* **Extract to read**
-- Opening Marker --
The idea that there are human “races” is an illusion. There is only one human race, and we are among the most genetically similar of all species. The obvious surface-level differences we observe are literally only skin deep. 85% of all human variation exists within, not between, “races” or any local population.

Race is a biological fiction; yet it is a social fact with very real social consequences. Race as a plurality, and a social construction, was learned; we can unlearn this and replace it with the reality that race, too, is a unified whole.

With the help of science, and especially the relatively recent discovery of DNA, our consciousness has expanded and shifted once again. Today, we understand that a concept that once separated us, “race” no longer needs to keep us apart.
-- Closing Marker --
* **Provided material**
-- Opening Marker --
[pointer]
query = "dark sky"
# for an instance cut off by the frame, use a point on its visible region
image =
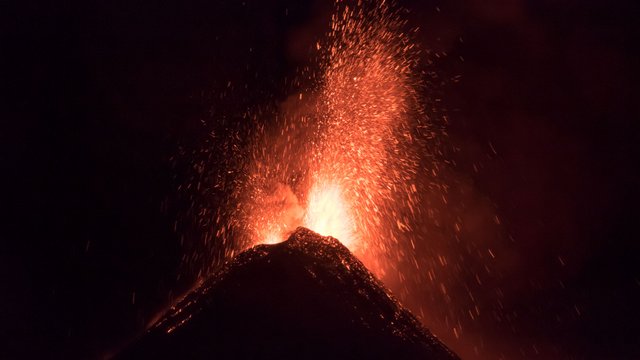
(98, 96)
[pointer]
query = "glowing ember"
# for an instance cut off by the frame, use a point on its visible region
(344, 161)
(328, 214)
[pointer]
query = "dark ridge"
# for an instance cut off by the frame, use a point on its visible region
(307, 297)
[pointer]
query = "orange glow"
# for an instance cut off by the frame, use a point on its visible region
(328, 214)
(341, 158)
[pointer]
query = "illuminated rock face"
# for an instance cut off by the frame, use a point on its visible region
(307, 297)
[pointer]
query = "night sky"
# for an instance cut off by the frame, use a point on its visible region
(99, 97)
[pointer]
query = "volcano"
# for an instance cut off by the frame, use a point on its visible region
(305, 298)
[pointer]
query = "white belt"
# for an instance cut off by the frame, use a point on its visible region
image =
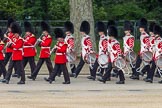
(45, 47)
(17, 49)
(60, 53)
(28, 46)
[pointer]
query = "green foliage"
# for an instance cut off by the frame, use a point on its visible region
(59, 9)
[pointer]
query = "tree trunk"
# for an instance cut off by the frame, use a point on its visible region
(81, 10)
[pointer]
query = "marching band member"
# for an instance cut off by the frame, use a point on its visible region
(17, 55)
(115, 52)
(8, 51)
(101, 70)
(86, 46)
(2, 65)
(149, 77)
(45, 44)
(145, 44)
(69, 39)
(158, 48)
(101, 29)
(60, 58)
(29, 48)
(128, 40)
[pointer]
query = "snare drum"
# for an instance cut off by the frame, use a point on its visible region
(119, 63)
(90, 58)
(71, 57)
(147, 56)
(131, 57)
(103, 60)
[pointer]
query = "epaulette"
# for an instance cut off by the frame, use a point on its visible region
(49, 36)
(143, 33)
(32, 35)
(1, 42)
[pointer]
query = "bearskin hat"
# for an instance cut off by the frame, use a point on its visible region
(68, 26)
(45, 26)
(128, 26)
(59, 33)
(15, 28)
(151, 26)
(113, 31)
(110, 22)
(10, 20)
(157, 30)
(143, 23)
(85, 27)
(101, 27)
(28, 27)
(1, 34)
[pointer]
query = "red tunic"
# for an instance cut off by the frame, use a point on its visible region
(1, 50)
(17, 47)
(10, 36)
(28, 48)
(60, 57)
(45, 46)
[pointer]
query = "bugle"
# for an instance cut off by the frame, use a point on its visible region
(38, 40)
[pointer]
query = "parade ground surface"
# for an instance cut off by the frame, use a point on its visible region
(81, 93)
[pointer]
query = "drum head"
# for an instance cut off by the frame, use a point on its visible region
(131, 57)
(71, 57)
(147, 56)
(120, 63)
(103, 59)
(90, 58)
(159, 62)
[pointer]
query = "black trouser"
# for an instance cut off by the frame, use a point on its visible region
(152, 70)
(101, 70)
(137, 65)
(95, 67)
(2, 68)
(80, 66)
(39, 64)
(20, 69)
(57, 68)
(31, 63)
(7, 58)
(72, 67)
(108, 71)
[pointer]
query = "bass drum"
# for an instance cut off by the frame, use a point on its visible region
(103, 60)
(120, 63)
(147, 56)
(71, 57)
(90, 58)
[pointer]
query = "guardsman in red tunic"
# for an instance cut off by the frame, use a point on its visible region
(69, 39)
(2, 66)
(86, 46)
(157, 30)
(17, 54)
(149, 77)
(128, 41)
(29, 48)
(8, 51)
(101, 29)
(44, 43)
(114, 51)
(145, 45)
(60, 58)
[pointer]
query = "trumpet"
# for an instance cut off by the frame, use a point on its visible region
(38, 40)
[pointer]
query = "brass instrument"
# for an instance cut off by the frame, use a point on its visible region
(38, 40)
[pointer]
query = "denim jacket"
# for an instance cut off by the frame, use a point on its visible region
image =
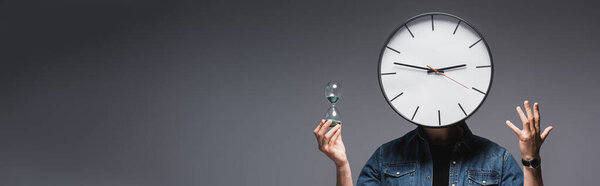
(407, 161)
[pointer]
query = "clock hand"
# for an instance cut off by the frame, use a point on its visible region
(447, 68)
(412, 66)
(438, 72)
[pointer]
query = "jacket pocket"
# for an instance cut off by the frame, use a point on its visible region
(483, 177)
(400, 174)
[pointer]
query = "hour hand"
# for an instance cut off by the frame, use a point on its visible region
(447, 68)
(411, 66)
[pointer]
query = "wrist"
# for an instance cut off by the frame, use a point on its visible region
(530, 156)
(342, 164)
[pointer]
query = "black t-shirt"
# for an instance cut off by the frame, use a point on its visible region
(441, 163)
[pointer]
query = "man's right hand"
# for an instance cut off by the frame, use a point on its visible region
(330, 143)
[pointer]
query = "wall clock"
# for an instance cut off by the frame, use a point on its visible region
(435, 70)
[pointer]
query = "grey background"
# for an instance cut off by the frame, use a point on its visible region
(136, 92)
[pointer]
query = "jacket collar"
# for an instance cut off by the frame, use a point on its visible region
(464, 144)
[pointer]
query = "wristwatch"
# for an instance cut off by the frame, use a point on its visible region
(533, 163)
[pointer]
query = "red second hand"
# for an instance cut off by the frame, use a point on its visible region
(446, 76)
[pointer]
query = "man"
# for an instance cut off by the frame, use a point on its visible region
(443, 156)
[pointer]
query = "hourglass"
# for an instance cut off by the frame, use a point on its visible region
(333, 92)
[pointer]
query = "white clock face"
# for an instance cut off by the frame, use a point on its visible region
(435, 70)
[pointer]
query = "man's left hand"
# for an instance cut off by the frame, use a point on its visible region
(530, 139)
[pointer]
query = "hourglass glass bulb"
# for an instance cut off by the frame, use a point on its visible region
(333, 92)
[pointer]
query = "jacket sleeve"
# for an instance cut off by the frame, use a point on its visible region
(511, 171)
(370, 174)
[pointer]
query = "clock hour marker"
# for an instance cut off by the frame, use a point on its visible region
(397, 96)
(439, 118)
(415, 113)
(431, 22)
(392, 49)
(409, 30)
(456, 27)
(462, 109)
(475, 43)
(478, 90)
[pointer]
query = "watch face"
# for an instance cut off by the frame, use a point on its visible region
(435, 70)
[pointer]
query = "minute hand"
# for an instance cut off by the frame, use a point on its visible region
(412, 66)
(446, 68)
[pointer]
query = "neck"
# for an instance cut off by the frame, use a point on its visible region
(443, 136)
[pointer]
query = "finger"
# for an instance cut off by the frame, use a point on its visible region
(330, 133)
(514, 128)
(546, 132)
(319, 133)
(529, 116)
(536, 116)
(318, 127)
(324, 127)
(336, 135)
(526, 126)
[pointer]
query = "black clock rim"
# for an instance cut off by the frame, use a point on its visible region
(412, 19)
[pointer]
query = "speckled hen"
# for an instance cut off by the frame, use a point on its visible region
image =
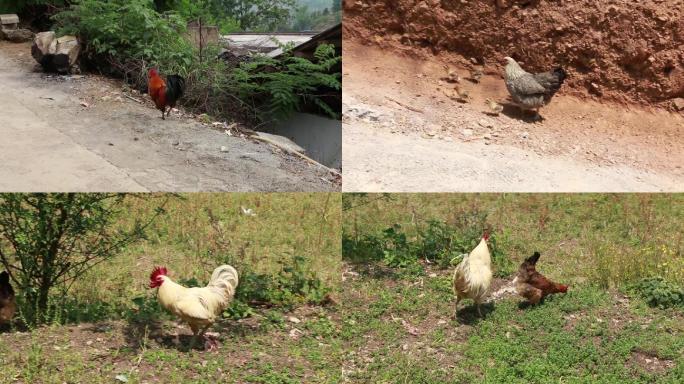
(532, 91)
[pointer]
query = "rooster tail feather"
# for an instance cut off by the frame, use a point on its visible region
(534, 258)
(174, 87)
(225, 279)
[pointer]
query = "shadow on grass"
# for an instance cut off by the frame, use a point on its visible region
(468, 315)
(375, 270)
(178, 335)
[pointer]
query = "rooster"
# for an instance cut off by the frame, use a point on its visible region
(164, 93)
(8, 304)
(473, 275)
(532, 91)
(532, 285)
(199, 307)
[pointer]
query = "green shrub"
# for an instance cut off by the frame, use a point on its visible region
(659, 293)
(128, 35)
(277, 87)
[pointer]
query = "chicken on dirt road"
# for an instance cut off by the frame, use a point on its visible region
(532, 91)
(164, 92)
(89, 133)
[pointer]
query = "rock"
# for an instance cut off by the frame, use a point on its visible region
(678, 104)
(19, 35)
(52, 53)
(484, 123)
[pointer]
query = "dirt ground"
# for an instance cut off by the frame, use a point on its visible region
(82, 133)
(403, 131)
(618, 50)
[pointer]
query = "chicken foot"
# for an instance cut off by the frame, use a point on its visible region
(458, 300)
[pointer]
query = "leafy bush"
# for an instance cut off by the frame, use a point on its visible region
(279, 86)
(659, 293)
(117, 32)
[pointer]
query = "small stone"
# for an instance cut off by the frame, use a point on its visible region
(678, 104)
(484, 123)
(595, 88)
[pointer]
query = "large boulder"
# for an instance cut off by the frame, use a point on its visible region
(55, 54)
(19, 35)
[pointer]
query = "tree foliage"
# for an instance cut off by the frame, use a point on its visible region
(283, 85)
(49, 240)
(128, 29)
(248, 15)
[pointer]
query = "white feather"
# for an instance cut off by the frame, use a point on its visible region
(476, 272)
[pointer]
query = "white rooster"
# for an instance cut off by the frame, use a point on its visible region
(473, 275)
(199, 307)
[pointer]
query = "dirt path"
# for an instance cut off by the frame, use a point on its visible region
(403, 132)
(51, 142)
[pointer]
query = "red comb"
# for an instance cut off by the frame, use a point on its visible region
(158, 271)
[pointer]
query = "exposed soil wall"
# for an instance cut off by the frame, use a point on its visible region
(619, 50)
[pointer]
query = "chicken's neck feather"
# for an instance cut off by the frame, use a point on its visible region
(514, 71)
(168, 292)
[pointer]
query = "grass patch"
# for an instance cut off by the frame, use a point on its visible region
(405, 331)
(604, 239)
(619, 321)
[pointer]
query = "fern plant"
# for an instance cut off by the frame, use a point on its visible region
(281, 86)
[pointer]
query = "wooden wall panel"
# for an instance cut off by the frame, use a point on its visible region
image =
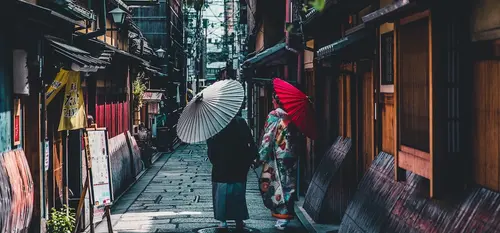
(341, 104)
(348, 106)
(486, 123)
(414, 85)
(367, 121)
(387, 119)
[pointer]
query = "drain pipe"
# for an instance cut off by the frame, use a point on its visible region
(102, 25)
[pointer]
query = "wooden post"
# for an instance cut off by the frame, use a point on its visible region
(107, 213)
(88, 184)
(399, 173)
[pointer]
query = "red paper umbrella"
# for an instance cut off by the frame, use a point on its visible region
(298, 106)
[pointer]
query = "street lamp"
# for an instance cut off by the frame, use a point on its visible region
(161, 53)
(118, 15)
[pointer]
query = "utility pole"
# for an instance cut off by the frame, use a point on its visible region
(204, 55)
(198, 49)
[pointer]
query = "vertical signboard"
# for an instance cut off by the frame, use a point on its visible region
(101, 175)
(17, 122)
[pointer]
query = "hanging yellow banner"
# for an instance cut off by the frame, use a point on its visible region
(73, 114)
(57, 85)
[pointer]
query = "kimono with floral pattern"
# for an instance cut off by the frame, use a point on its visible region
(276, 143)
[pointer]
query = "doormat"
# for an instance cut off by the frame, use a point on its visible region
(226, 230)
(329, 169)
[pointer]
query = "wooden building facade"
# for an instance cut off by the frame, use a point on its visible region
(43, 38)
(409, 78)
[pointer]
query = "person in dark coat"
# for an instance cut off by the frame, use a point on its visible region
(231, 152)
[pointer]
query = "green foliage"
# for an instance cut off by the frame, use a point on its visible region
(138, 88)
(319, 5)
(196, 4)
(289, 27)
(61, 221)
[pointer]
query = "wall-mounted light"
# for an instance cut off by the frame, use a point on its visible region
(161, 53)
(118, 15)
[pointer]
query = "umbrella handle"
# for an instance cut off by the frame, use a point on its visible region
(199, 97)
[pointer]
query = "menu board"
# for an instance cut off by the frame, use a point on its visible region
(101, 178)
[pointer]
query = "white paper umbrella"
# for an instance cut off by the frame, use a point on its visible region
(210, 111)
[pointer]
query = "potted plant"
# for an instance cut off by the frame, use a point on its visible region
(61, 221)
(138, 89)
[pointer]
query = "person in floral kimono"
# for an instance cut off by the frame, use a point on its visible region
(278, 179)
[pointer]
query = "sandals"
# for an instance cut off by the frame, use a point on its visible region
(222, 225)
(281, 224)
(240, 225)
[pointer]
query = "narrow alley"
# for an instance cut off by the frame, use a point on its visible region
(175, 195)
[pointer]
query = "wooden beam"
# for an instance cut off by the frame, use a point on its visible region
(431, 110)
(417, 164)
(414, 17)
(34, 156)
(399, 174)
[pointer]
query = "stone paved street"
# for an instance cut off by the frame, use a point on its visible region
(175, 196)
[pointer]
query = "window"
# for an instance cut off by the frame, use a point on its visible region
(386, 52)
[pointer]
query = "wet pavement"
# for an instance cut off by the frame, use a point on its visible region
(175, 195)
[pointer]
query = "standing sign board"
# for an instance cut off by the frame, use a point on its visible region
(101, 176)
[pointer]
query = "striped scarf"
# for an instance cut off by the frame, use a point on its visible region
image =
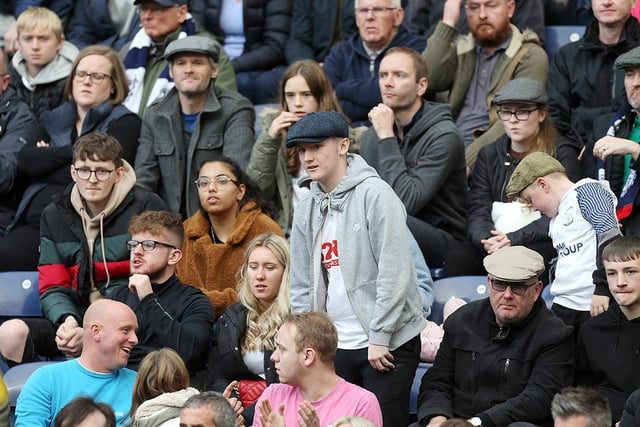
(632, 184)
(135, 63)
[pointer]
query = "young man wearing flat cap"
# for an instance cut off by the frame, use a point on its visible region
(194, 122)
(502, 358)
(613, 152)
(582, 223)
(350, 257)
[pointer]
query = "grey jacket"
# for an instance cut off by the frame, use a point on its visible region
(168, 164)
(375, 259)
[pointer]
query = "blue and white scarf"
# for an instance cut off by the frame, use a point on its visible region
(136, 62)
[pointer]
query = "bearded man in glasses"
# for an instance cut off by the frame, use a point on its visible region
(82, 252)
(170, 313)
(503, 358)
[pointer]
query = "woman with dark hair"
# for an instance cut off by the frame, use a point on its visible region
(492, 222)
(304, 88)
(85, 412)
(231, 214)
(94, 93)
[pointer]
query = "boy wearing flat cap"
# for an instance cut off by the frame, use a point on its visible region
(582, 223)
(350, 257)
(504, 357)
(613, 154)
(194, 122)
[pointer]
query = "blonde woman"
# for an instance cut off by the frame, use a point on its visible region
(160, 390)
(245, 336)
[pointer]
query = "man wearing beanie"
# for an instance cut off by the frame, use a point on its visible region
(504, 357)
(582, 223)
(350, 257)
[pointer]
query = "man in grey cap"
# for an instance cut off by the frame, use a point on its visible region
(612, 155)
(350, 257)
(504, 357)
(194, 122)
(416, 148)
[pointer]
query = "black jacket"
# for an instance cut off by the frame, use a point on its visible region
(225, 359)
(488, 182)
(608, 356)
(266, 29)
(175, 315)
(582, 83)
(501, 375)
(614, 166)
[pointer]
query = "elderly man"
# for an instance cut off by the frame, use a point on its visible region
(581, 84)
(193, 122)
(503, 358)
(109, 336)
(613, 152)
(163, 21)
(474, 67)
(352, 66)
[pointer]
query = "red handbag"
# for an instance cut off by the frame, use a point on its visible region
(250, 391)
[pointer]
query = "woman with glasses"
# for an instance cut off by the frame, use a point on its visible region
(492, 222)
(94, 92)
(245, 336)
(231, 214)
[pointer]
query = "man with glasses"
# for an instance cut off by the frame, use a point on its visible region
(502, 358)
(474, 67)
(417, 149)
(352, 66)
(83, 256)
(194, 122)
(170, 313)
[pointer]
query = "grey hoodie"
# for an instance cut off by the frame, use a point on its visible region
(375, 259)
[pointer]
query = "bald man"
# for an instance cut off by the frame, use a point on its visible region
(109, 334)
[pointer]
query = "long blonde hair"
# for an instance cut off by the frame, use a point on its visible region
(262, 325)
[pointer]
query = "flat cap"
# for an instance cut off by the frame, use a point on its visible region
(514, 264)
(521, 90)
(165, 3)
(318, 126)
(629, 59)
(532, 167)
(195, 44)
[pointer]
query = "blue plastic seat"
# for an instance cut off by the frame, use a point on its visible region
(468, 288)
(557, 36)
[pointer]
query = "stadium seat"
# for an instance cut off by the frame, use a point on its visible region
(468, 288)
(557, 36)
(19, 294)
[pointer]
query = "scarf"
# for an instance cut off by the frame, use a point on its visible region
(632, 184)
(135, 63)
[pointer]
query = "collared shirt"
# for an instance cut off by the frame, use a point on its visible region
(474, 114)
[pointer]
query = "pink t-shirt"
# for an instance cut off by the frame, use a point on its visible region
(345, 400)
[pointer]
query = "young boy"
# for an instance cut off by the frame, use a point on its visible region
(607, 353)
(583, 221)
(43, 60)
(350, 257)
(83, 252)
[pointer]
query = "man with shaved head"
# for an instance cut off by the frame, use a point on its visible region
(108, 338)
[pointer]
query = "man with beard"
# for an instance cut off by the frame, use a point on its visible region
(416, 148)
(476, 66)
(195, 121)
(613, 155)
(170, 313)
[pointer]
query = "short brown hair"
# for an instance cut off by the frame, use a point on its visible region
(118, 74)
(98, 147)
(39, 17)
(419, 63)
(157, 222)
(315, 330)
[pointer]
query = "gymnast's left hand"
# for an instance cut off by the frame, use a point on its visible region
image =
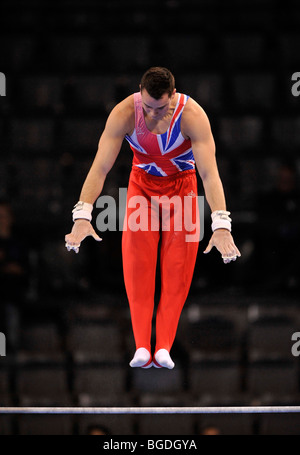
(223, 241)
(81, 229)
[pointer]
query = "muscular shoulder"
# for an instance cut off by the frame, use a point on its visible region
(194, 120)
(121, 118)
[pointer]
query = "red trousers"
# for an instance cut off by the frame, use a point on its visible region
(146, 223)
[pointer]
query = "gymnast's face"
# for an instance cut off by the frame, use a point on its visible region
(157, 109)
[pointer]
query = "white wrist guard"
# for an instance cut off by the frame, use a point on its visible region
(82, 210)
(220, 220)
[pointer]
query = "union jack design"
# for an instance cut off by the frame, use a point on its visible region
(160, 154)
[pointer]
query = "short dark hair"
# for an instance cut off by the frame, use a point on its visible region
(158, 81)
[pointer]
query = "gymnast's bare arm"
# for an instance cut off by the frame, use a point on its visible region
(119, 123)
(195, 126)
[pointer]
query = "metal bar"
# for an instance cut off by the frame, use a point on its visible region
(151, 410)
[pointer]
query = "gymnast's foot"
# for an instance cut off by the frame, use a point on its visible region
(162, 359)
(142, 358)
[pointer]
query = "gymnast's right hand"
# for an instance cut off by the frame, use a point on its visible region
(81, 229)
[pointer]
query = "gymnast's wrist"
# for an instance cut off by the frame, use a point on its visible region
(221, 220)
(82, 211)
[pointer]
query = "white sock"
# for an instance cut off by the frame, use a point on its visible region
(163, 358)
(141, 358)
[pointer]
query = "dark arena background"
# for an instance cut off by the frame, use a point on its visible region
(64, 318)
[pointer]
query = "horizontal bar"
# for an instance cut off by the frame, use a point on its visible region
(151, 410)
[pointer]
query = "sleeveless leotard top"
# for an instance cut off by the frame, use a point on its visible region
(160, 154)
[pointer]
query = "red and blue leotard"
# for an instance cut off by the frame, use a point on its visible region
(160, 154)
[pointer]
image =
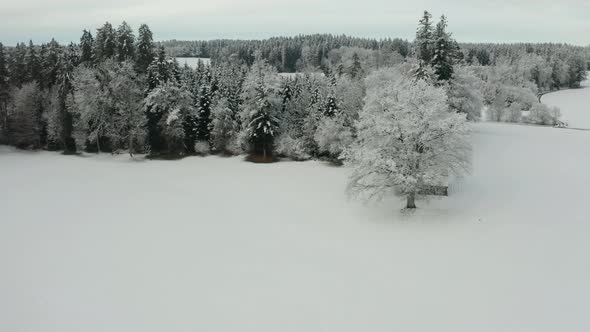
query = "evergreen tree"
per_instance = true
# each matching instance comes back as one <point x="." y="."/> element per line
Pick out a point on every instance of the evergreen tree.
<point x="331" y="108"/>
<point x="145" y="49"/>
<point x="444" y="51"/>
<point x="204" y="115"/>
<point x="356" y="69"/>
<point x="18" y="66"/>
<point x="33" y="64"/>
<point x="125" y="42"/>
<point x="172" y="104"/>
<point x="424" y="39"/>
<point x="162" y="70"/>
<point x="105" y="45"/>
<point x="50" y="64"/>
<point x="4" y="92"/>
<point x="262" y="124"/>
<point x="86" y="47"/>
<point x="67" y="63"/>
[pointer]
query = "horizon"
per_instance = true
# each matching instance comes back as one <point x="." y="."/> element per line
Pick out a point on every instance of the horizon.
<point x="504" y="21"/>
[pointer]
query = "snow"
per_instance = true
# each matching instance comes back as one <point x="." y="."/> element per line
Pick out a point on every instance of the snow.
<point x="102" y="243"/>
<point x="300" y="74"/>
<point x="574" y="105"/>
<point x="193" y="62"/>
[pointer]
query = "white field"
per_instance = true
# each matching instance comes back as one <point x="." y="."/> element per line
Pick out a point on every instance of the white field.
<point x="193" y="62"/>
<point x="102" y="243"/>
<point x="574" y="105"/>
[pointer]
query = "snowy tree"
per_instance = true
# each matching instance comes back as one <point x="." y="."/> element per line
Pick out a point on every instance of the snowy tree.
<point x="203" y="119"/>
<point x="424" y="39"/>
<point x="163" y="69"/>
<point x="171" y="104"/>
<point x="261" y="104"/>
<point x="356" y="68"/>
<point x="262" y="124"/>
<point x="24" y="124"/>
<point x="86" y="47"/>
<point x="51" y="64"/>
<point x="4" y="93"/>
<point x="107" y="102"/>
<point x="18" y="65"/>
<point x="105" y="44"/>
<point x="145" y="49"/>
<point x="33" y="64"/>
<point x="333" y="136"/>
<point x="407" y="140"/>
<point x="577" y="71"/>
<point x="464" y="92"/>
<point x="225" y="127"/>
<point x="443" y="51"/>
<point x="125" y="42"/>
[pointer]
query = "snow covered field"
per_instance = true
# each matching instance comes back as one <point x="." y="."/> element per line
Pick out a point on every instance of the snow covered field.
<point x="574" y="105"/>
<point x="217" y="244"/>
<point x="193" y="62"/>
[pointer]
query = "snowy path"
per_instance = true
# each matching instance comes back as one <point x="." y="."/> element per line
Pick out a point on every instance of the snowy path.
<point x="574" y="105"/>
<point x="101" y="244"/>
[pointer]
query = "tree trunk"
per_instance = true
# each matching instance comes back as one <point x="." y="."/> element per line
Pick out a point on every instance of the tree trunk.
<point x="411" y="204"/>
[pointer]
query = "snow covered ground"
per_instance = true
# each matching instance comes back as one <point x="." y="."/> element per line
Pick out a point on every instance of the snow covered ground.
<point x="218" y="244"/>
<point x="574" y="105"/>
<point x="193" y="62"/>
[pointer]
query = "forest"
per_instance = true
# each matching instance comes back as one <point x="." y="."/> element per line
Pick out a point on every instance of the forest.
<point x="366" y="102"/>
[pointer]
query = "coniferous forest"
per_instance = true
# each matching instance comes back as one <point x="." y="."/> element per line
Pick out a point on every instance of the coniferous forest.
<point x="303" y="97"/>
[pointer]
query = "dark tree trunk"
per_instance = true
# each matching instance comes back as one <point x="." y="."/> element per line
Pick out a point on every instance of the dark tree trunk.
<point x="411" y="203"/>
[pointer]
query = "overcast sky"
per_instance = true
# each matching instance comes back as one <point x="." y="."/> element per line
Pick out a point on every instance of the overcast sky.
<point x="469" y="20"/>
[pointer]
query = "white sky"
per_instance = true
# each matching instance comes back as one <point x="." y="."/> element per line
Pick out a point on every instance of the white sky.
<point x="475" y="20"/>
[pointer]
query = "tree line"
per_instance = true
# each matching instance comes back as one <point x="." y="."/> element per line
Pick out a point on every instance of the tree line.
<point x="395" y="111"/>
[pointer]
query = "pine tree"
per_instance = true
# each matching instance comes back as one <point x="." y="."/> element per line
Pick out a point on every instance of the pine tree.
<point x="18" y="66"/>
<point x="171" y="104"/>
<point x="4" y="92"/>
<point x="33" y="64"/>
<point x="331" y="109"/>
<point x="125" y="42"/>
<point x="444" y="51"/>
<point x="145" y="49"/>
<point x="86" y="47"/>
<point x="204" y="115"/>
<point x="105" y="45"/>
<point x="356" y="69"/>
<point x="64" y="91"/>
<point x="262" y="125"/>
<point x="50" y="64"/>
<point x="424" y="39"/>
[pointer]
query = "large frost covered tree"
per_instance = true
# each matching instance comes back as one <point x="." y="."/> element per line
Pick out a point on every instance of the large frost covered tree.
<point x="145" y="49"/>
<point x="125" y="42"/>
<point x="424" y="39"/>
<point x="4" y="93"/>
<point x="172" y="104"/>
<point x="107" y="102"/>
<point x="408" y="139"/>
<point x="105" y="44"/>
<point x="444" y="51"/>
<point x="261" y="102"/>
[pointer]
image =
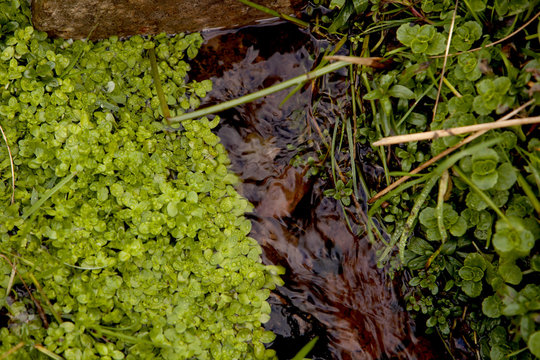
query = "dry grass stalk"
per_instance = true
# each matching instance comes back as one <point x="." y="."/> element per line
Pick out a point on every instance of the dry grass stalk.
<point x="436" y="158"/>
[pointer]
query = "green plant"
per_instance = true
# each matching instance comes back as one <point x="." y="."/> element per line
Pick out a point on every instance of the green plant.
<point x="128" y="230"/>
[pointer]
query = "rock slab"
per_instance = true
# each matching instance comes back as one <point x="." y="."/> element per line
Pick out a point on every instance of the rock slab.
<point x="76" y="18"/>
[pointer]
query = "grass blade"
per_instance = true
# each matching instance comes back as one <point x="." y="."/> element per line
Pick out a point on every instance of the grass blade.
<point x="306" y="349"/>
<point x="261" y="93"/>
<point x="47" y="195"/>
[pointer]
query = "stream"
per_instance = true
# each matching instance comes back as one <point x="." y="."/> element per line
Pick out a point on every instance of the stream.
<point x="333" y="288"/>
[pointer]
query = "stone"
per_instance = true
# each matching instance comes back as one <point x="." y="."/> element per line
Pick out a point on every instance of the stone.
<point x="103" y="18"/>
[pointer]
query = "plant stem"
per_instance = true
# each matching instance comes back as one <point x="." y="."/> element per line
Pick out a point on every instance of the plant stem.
-- Closing Marker --
* **What to work on**
A. In the passage on race, find every sentence that uses the word "race" or "races" and list them.
B. Pull out, word for word, the part of the passage on race that begins with the words containing "Race is a biological" and ends with "a unified whole.".

* **Solutions to each task**
A.
- The idea that there are human “races” is an illusion.
- There is only one human race, and we are among the most genetically similar of all species.
- 85% of all human variation exists within, not between, “races” or any local population.
- Race is a biological fiction; yet it is a social fact with very real social consequences.
- Race as a plurality, and a social construction, was learned; we can unlearn this and replace it with the reality that race, too, is a unified whole.
- Today, we understand that a concept that once separated us, “race” no longer needs to keep us apart.

B.
Race is a biological fiction; yet it is a social fact with very real social consequences. Race as a plurality, and a social construction, was learned; we can unlearn this and replace it with the reality that race, too, is a unified whole.